- **EXERCISE BRIEF**
Copy the lines verbatim, starting at the beginning of the entries below and ending at the line that contains "top-left (0, 182), bottom-right (800, 316)", with both ends included.

Coordinate annotation entries
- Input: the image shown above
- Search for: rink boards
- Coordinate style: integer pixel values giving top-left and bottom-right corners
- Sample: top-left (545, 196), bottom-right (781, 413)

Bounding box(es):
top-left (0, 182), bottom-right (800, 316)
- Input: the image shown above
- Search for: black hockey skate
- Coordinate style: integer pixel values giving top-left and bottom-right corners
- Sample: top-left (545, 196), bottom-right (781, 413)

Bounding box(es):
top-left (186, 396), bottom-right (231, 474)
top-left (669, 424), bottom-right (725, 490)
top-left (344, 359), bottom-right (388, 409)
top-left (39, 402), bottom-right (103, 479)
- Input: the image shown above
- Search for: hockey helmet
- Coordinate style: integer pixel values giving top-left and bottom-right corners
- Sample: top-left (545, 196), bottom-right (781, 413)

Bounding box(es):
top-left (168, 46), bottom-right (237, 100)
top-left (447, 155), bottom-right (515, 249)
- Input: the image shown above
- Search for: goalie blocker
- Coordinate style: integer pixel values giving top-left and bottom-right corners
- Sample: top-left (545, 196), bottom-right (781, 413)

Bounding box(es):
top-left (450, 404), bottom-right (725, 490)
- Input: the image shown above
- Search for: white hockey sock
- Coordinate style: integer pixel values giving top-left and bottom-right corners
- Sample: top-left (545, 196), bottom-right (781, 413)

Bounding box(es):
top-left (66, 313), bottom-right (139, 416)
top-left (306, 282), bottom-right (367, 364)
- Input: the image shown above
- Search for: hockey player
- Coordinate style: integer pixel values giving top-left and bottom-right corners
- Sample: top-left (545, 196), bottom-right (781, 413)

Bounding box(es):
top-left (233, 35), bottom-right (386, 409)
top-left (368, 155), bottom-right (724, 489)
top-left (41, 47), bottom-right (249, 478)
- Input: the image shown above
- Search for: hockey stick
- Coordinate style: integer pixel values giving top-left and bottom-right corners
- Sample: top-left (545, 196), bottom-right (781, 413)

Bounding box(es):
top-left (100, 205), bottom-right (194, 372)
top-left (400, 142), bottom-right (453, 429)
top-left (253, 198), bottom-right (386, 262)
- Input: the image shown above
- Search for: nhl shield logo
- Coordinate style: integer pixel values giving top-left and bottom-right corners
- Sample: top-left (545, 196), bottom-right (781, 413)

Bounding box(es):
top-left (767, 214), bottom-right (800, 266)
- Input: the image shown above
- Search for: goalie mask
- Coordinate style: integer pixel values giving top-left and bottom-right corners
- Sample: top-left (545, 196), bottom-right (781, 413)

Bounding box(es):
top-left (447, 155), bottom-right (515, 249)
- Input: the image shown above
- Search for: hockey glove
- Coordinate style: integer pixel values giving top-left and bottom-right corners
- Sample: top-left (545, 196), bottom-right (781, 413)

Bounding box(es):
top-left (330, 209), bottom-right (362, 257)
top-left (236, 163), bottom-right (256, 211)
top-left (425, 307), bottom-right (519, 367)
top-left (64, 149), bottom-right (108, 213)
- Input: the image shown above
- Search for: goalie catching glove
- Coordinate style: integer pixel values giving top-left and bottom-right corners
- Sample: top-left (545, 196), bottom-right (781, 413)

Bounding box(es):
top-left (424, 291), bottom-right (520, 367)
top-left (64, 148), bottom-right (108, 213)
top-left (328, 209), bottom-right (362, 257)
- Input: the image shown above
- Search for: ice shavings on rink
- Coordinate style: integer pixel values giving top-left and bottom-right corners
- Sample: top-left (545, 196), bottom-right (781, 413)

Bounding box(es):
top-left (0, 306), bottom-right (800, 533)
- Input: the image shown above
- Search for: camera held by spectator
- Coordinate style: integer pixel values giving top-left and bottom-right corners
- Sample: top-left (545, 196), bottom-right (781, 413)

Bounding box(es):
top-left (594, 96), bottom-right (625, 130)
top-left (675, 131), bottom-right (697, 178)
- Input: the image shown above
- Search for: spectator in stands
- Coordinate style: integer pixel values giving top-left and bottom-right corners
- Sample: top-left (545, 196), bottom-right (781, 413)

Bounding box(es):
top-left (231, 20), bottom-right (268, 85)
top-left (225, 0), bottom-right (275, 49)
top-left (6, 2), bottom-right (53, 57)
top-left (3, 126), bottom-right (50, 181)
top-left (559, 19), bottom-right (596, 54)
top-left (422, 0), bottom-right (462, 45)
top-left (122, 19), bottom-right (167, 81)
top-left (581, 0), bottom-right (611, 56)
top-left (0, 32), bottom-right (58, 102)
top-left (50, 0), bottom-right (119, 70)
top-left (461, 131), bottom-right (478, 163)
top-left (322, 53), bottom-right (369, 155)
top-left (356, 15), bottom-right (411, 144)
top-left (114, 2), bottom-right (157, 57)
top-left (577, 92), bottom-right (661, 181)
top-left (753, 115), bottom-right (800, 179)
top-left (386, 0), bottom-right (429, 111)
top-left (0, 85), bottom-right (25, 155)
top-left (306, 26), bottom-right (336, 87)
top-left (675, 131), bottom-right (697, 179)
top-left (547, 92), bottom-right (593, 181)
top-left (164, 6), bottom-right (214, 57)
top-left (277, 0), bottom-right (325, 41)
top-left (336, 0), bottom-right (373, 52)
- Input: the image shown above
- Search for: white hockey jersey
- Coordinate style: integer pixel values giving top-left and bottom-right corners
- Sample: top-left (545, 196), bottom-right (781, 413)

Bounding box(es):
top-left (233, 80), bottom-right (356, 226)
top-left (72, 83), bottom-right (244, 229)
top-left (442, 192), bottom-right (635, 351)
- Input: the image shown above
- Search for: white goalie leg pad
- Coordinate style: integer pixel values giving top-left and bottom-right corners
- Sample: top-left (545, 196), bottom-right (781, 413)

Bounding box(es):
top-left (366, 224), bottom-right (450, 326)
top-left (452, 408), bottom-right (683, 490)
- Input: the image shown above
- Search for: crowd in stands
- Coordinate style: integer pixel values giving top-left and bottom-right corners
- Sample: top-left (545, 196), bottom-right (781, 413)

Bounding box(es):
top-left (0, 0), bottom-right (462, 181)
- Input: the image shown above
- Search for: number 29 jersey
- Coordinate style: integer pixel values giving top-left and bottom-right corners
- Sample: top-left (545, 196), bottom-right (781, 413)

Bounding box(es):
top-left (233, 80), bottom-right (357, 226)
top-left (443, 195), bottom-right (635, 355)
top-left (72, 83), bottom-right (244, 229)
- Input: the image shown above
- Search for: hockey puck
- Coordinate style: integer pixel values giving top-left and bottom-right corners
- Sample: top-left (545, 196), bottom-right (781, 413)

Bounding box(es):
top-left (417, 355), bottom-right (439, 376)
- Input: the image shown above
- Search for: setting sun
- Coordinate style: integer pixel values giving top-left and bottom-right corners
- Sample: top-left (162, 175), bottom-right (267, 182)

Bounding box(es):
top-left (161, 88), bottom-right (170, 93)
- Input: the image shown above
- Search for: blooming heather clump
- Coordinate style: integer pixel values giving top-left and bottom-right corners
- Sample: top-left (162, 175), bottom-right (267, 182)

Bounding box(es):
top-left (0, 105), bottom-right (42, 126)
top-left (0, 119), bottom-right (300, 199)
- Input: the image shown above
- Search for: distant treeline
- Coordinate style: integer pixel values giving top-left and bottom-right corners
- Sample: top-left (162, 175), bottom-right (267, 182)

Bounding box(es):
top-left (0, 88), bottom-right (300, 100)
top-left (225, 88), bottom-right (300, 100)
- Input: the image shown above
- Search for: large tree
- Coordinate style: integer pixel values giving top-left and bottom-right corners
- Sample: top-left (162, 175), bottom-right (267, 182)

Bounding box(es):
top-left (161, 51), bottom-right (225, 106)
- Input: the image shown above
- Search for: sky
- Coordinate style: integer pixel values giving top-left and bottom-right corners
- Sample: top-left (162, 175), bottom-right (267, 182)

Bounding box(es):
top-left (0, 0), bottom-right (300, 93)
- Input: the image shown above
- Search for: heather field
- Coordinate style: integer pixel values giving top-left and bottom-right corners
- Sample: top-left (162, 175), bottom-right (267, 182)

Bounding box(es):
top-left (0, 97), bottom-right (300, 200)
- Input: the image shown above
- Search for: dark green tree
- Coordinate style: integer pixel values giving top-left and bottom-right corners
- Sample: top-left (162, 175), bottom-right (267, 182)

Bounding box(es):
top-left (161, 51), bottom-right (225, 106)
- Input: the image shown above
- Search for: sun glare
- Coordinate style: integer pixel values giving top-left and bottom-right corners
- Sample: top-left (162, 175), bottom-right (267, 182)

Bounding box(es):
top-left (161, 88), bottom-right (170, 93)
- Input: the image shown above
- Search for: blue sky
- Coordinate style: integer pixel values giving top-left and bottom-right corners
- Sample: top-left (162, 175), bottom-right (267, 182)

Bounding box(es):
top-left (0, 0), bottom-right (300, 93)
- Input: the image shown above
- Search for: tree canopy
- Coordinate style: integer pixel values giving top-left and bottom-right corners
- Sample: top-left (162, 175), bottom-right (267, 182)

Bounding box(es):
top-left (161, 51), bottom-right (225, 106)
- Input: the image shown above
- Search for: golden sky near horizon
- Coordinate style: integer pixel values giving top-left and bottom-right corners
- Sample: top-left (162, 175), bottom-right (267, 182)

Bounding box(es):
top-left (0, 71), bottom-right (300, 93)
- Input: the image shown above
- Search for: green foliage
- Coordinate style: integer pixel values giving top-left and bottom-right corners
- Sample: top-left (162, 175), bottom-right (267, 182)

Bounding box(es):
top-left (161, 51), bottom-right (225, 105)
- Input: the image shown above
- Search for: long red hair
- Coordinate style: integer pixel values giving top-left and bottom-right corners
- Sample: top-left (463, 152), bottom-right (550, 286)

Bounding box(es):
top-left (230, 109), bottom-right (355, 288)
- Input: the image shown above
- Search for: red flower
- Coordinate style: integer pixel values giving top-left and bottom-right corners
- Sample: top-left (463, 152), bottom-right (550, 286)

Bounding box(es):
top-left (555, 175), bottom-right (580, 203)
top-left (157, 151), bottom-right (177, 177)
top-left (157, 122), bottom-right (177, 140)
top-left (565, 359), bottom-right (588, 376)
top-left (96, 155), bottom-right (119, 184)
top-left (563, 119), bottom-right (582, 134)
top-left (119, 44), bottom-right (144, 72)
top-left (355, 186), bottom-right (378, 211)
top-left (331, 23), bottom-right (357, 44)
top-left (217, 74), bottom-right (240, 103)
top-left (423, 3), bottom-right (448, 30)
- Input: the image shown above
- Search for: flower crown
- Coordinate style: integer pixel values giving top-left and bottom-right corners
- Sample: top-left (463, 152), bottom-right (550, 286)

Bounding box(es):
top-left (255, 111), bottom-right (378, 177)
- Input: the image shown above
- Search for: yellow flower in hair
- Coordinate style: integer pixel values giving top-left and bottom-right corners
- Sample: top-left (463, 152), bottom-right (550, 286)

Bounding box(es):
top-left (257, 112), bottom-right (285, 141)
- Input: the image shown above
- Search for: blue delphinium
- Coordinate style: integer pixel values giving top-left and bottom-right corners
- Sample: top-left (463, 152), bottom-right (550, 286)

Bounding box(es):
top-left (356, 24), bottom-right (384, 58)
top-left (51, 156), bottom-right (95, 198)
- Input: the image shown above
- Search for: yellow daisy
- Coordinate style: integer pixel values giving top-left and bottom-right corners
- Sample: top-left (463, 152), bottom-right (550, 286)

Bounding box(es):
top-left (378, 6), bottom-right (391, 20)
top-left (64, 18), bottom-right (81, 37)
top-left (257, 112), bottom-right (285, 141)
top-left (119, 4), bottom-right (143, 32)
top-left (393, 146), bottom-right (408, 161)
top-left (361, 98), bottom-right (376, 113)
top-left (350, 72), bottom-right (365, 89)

- **TASK SOLUTION**
- Input: the image shown above
- Search for: rink boards
- Coordinate style: integer pixel values giving top-left and bottom-right corners
- Sample: top-left (545, 196), bottom-right (781, 413)

Bounding box(es):
top-left (0, 182), bottom-right (800, 316)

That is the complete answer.